_MATERIAL FOR THIS TASK_:
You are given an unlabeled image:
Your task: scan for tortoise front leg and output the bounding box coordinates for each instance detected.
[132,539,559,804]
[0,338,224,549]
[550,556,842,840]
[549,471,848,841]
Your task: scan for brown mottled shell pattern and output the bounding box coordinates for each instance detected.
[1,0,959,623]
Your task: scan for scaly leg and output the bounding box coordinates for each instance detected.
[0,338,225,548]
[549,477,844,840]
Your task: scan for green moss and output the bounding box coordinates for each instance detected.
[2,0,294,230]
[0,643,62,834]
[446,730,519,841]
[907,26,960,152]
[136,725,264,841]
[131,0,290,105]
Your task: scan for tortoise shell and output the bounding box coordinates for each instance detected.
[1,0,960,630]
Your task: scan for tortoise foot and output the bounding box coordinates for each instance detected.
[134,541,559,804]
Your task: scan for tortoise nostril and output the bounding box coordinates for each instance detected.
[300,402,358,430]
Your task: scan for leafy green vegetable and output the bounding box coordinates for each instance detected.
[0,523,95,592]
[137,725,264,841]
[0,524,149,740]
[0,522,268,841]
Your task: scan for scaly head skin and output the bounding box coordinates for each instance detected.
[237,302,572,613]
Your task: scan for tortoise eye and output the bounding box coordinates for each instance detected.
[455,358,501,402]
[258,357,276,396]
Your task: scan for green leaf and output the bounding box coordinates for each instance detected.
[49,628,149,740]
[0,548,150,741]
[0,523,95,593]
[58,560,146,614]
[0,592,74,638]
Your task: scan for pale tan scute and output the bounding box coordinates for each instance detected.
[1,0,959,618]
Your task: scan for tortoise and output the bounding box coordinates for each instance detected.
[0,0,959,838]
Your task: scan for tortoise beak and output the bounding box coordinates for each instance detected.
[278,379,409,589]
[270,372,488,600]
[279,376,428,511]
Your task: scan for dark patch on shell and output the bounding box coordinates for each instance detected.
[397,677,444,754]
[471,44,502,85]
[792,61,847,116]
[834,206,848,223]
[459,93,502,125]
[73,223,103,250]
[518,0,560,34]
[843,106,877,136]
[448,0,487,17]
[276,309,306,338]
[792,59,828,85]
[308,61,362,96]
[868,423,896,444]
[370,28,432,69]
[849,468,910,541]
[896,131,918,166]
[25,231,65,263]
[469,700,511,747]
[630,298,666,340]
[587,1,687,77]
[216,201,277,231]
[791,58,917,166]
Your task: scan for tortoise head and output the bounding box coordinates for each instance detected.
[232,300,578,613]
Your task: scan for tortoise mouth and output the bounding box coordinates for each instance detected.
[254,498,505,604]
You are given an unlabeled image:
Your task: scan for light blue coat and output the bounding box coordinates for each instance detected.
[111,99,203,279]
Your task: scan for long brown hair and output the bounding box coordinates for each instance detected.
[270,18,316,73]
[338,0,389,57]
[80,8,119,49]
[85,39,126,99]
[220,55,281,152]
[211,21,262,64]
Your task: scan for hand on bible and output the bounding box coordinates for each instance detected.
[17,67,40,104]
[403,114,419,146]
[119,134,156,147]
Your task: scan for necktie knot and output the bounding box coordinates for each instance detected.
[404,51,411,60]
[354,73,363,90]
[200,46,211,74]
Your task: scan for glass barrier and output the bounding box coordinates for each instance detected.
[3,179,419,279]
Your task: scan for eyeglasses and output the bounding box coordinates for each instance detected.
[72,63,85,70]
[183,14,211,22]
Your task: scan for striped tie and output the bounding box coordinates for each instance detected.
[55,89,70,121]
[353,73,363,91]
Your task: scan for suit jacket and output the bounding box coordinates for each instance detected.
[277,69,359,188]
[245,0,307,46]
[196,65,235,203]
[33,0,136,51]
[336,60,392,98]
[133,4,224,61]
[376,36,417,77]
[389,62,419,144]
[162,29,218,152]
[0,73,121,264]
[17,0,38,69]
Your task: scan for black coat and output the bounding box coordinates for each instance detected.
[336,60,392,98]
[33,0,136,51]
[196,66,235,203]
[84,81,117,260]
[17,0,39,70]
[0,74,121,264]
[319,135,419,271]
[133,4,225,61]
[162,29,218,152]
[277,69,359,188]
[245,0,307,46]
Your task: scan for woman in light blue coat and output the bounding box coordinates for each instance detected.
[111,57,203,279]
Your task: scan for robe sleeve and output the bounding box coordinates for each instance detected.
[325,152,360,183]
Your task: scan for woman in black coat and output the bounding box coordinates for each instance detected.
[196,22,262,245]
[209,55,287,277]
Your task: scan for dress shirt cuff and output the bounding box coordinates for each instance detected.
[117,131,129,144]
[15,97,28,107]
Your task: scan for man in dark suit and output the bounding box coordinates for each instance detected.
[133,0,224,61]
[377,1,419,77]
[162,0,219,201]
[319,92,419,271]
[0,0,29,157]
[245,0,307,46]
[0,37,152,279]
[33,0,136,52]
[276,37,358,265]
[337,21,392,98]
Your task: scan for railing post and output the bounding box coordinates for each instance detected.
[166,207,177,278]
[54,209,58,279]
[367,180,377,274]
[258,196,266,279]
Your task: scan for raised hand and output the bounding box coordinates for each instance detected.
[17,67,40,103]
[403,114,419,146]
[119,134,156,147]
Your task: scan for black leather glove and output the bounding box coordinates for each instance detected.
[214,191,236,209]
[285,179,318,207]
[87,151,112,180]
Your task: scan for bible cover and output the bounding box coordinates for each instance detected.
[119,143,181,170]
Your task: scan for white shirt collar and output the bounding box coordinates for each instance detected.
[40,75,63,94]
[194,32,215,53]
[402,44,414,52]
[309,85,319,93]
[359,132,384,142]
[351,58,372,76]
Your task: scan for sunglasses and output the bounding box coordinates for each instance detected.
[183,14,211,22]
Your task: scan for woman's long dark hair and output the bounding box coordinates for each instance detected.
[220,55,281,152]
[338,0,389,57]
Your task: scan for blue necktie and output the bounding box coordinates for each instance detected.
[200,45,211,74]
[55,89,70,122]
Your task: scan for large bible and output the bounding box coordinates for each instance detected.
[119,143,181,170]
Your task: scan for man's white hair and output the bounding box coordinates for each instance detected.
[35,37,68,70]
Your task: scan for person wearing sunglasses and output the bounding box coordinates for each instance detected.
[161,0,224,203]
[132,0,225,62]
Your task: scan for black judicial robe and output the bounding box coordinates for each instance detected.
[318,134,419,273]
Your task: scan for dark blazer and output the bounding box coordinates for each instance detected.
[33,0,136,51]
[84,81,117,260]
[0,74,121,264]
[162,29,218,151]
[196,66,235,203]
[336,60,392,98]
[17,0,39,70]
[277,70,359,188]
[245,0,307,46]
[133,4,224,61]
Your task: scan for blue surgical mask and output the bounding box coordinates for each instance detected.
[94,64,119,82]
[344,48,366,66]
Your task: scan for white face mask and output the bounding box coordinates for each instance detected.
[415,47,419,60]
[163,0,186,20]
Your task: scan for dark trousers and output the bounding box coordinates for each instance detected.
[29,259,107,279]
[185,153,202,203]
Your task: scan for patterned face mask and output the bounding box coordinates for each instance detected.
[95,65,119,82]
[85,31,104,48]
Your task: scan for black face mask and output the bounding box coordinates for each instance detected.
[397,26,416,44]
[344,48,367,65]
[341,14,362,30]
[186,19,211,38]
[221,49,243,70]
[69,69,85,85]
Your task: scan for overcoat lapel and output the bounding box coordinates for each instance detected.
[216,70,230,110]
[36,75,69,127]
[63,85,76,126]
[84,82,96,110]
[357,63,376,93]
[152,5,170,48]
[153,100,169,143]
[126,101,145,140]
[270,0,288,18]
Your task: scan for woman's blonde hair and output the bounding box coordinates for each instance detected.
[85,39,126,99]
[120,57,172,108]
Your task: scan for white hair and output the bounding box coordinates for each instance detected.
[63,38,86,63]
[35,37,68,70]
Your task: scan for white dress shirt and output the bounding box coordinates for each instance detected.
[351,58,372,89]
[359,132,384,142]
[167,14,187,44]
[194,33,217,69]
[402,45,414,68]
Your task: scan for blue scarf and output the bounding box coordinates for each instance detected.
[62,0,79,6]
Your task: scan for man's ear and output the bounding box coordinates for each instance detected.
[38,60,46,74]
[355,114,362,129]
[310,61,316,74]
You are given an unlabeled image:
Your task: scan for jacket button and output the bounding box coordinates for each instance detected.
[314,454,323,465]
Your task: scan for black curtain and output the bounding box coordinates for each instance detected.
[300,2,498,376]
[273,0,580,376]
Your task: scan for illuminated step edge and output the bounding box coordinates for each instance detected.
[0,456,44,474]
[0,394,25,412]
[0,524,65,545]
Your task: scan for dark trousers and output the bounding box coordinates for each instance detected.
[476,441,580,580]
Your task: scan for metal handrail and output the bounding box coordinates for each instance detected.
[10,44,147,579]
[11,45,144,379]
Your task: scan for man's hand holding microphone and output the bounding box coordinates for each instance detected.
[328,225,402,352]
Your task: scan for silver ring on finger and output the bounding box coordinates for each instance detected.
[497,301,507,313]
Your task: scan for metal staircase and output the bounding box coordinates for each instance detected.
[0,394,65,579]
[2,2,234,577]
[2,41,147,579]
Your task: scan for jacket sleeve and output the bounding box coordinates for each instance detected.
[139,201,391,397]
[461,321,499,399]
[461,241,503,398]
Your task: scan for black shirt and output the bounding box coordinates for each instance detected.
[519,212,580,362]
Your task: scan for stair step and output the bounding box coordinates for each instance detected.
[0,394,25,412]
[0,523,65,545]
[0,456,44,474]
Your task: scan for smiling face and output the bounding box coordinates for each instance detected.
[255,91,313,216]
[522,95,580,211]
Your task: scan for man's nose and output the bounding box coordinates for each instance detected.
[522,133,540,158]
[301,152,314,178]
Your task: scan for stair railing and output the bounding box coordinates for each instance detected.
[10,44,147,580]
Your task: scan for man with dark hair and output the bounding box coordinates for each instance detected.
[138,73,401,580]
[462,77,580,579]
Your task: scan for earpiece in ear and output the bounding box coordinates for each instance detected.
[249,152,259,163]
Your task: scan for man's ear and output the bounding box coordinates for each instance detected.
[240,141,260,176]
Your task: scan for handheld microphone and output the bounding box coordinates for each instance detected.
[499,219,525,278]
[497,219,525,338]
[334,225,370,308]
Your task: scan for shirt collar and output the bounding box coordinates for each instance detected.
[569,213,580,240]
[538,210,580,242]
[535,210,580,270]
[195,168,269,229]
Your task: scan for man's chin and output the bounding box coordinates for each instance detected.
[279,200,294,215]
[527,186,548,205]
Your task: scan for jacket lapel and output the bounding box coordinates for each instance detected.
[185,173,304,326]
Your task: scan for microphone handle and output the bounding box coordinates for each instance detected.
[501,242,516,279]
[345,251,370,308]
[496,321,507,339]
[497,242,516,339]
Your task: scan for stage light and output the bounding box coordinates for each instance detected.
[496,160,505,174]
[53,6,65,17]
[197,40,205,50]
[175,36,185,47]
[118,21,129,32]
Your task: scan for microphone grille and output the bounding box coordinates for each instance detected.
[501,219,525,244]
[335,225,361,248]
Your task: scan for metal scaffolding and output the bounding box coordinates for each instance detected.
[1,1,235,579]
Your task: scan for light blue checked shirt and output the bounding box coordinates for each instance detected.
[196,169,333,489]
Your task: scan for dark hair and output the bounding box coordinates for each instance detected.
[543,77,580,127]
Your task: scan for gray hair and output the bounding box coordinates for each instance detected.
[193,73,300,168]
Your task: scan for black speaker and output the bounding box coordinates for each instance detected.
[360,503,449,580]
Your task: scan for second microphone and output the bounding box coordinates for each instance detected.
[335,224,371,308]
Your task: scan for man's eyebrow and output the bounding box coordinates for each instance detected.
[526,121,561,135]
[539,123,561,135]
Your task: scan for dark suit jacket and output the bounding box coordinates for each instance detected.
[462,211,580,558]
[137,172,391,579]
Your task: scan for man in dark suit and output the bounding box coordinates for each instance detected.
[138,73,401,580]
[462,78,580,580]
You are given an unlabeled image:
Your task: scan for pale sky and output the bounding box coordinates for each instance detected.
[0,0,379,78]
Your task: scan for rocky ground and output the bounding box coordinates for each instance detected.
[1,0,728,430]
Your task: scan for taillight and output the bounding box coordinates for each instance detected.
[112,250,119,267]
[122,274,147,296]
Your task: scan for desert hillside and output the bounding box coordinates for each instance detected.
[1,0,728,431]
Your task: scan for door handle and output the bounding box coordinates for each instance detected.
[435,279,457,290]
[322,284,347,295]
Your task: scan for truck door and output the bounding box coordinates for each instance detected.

_HOW TO COMPLETE THIS TASK_: Only the lines from the one with "Your task: scan for rocky" through the final line above belong in the answer, each reproduced word for word.

_COMPLETED TASK_:
Your task: scan for rocky ground and output the bounding box coordinates for each instance detected.
[1,0,728,430]
Your task: scan for taillight and output the bounding box coordinates for each instance detected.
[112,250,119,267]
[122,274,147,296]
Your task: scan for desert hillside and output the bounding box coordinates for each instance detected.
[1,0,728,431]
Your task: scan for door handle and output the bounding box coordinates for each instance detected.
[435,279,457,290]
[322,284,347,295]
Your task: scan for truck door and output the bounding box coordinates for each instance detected.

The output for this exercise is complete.